▸ PROBLEMS TO SOLVE:
1. Answer these questions using the thread about the betta and the endlers:
(a) How many female endlers were added to the tank?
(b) What type of betta does the poster keep?
(c) Who supplied the floating guppy grass?
2. Write out everything in the thread about the betta and the endlers from "I put the endlers" down to "home for him.".
3. Continue the thread about the betta and the endlers from where it stops.

▸ SOURCE:
- - - - -

# betta with endlers!



## skincareaddicted (Mar 19, 2007)

I recently added some endlers (7 females, 3 males, 2 fry) to my 10 gallon betta planted tank. My betta is a halfmoon and i thought quite mild mannered since he never bothered some african dwarf frogs i had put in the tank (i eventually took the ADFs out for fear of them snapping at the betta's fins) or a gold mystery snail i had in there. 

I put the endlers in and my, he's been chasing them since yesterday! My tank is well stocked with plants and i have a bunch of floating guppy grass (thanks to aussiehippie) and various mosses floating to help the endlers out. I don't think the betta can actually catch the endlers as they are way too fast for him and the betta's fins are quite heavy so he isn't a fast swimmer. 

I am however, worried the betta won't get used to the endlers. His once beautiful tail is blown and split from flaring and chasing the poor endlers all over the tank and through plants. I guess I should just wait and see if he will get used to them, but i am worried that being upset at the endlers' presence will harm the betta. i would hate to take him out of the 10 gallon as i originally bought the home for him.

- - - - -

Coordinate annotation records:
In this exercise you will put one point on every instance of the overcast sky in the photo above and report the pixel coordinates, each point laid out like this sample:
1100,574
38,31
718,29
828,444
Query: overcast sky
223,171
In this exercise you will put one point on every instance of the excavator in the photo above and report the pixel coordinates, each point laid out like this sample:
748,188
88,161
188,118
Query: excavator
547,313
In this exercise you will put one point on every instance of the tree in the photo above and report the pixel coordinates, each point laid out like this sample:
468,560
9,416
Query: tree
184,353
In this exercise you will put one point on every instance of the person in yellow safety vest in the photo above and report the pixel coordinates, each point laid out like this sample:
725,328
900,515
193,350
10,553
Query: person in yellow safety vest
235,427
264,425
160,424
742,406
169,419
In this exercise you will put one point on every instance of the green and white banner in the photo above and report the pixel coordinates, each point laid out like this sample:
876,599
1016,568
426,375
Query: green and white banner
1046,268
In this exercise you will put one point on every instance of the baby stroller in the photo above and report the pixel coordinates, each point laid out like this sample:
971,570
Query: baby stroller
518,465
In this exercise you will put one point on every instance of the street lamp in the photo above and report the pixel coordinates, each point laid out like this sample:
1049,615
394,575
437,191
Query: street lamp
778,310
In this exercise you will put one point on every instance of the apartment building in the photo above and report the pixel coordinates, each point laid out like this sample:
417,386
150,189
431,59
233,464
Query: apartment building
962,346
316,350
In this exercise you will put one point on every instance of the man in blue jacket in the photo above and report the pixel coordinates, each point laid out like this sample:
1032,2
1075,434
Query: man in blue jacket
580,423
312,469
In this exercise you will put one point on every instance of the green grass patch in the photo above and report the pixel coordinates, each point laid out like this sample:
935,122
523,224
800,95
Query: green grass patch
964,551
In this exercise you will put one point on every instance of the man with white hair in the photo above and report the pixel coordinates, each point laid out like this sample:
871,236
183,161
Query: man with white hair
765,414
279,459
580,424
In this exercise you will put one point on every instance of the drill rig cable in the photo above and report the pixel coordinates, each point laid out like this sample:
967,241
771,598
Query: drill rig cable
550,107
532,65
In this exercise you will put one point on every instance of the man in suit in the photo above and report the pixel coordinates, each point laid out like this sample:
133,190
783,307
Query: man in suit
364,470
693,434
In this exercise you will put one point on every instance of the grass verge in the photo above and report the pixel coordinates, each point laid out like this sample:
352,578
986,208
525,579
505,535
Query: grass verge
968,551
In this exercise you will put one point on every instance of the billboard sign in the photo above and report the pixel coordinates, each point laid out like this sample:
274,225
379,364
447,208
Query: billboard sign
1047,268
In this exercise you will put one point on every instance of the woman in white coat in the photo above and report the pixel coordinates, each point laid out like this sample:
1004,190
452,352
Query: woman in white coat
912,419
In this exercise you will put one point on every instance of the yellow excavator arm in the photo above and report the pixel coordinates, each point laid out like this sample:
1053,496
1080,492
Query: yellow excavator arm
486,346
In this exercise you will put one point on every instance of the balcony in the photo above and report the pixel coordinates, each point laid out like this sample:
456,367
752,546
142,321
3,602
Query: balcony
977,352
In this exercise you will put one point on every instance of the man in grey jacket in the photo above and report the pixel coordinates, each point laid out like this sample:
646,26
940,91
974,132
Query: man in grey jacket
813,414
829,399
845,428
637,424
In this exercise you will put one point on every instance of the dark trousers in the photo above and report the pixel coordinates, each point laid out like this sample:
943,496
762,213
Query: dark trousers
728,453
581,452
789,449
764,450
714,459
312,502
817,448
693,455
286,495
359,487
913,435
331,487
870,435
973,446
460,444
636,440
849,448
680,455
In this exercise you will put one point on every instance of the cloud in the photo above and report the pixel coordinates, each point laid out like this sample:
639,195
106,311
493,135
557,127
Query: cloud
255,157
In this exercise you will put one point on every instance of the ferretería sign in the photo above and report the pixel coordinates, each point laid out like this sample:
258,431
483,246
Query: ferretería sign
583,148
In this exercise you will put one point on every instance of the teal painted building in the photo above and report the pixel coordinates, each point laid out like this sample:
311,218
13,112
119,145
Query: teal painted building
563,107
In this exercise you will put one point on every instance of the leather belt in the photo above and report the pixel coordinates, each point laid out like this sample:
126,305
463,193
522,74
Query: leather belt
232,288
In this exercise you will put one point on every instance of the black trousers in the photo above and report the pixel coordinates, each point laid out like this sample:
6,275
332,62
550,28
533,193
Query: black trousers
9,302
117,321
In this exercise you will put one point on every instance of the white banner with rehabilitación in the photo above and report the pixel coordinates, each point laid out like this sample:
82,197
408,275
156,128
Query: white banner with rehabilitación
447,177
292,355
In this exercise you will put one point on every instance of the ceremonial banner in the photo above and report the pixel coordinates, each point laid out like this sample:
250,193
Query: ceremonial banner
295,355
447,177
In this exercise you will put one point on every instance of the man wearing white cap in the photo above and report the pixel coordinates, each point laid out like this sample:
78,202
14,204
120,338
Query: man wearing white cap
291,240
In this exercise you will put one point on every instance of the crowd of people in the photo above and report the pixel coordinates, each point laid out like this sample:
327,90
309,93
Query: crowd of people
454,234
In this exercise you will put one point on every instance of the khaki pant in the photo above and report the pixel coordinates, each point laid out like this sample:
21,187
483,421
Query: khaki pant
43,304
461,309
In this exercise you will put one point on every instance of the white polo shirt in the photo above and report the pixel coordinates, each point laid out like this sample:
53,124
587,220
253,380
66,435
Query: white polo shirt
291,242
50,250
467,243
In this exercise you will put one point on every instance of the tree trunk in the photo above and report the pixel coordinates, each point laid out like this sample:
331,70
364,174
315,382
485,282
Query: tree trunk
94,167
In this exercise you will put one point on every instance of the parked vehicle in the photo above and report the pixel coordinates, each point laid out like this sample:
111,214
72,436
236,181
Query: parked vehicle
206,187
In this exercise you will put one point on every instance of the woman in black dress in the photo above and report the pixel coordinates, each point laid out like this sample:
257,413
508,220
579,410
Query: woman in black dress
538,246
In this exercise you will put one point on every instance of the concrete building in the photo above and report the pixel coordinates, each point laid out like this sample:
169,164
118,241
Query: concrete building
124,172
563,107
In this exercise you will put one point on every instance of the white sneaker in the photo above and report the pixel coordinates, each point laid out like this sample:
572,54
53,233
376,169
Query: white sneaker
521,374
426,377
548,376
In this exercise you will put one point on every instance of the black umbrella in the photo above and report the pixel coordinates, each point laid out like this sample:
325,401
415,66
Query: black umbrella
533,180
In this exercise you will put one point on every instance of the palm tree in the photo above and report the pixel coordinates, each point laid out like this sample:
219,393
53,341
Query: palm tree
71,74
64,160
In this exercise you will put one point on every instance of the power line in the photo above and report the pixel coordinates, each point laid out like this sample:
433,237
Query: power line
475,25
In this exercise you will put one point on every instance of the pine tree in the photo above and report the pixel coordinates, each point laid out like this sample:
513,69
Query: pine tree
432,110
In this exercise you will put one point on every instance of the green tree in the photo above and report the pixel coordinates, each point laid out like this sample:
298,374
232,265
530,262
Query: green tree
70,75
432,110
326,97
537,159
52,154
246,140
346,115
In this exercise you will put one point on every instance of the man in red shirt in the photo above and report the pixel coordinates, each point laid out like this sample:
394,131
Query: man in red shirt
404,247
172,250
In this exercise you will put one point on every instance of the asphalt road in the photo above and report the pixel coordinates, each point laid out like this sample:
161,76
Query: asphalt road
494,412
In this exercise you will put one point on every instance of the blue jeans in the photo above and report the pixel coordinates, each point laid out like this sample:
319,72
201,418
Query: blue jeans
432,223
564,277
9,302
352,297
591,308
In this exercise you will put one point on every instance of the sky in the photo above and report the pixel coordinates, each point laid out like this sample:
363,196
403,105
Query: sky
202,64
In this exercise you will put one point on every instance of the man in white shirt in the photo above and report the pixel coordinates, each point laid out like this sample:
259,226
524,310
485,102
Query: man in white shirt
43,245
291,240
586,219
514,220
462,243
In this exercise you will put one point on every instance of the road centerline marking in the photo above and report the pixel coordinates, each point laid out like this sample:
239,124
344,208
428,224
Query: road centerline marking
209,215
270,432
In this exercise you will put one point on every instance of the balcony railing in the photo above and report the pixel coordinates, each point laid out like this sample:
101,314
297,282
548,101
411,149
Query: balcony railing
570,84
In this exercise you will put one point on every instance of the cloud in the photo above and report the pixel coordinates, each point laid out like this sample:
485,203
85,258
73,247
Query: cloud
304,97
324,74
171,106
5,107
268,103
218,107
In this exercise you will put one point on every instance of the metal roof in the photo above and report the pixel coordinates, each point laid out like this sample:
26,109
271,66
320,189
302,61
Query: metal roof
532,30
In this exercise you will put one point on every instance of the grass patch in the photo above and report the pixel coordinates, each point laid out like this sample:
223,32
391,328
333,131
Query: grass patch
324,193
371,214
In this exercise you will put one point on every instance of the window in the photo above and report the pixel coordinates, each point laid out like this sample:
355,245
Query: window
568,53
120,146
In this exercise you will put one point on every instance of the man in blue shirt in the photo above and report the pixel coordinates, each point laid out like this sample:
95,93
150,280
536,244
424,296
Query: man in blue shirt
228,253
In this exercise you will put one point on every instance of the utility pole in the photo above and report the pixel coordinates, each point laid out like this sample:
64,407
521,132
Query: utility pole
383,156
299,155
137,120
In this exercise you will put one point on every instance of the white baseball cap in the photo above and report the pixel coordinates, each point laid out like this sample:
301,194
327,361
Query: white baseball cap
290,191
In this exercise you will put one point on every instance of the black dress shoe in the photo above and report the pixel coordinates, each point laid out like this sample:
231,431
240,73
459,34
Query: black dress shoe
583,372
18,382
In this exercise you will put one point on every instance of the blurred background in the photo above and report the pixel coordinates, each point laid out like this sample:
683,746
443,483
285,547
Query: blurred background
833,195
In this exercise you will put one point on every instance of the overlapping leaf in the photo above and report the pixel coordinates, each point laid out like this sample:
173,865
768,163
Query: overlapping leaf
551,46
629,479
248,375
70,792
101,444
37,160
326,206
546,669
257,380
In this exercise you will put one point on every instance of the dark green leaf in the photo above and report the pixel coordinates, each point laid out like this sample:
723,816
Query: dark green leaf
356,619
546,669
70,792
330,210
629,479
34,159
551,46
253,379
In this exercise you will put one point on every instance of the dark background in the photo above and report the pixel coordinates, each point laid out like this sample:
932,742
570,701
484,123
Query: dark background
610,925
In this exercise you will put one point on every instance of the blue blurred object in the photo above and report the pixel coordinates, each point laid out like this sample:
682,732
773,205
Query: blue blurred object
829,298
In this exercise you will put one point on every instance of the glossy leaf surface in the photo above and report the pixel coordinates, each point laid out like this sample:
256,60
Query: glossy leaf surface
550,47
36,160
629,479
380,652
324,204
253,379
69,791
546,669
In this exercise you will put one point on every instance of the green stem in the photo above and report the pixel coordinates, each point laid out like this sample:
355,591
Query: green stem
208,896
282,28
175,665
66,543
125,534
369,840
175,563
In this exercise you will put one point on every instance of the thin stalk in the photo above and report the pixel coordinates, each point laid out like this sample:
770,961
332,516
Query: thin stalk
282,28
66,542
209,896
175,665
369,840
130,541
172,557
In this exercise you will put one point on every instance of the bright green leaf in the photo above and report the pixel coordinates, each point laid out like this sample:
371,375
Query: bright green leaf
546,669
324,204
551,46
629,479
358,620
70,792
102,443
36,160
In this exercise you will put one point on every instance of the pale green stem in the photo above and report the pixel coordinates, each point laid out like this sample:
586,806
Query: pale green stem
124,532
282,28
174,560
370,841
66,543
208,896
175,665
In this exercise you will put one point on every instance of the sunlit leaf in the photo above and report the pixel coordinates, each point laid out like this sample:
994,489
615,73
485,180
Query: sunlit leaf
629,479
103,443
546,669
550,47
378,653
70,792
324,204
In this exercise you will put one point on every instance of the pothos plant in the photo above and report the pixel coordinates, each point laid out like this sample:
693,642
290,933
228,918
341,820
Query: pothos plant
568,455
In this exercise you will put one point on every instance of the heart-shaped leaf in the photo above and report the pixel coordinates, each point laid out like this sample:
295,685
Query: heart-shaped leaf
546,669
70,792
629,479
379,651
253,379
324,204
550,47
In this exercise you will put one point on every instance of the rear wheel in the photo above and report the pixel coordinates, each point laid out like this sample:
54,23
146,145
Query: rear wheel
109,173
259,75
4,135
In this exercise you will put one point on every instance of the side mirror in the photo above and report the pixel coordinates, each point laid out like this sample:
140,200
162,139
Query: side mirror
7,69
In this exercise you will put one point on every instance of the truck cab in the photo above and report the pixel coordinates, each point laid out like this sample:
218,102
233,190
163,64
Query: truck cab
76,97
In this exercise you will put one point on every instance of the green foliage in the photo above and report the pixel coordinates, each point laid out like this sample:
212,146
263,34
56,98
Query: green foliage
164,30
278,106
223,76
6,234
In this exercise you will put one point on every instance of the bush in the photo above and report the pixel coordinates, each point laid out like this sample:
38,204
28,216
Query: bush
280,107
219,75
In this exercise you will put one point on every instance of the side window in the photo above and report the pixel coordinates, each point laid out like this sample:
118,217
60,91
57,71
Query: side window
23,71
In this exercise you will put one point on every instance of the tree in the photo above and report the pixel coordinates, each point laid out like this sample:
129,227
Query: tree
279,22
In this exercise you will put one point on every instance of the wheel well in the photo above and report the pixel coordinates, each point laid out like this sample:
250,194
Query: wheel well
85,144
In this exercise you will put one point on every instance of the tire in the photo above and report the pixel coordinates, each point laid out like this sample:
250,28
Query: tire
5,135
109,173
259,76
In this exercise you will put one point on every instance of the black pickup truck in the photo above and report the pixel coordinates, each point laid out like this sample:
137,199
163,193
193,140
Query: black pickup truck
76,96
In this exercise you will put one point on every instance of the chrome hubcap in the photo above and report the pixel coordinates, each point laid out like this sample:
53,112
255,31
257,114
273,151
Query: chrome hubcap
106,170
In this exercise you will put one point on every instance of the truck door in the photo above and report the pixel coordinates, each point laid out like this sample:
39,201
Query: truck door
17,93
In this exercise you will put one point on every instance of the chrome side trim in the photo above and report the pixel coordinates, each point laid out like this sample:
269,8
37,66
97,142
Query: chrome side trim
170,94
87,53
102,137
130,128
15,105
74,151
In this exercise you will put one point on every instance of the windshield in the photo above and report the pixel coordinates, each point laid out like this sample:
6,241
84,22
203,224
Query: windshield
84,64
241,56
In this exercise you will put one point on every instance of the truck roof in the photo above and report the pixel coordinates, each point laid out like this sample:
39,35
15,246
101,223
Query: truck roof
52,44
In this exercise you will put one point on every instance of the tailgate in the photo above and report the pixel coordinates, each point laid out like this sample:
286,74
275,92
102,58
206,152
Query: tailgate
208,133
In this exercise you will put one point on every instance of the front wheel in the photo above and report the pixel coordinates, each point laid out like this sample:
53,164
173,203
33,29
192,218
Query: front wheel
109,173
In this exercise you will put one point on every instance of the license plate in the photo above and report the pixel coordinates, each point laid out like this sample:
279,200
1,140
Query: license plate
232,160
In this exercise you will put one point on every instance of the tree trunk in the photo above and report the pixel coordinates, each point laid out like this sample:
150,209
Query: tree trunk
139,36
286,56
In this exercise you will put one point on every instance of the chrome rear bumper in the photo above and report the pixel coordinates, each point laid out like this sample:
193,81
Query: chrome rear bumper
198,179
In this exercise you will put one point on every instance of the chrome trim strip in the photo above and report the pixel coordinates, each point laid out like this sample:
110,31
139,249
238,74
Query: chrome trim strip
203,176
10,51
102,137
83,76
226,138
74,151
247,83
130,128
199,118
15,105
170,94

- - - - -

▸ RESULTS OF THE EXERCISE:
1.
(a) Seven.
(b) A halfmoon.
(c) aussiehippie.

2.
I put the endlers in and my, he's been chasing them since yesterday! My tank is well stocked with plants and i have a bunch of floating guppy grass (thanks to aussiehippie) and various mosses floating to help the endlers out. I don't think the betta can actually catch the endlers as they are way too fast for him and the betta's fins are quite heavy so he isn't a fast swimmer. 

I am however, worried the betta won't get used to the endlers. His once beautiful tail is blown and split from flaring and chasing the poor endlers all over the tank and through plants. I guess I should just wait and see if he will get used to them, but i am worried that being upset at the endlers' presence will harm the betta. i would hate to take him out of the 10 gallon as i originally bought the home for him.

3.
I remember my sister keeping a betta male with a school of tetras years ago and she said it took him a week to get used to the tetras and stopped chasing them. 

Can those of you have kept bettas with other fish tell me how long it took your betta to get used to the other fishes? 

Thanks! Kristen


----------



## DonaldmBoyer (Aug 18, 2005)

I've never kept bettas, but I am fairly certain that you are going to have the same problem. You introduced a potential meal to the betta, and he'll eventually catch and eat what he can, especially with the fry. Sorry, Kristen!! You may want to get another ten gallon just for the betta!


----------



## joycould (Mar 13, 2007)

One thing is for sure you won't have any baby endlers, and if he is as big as my biggest betta he will eat the adults.


----------



## skincareaddicted (Mar 19, 2007)

Looks like he is tired of chasing them. As with fry, i have hiding space for them but i am not really looking to raise a ton of endlers at the moment. If need be, i guess another tank, i need a bigger house really!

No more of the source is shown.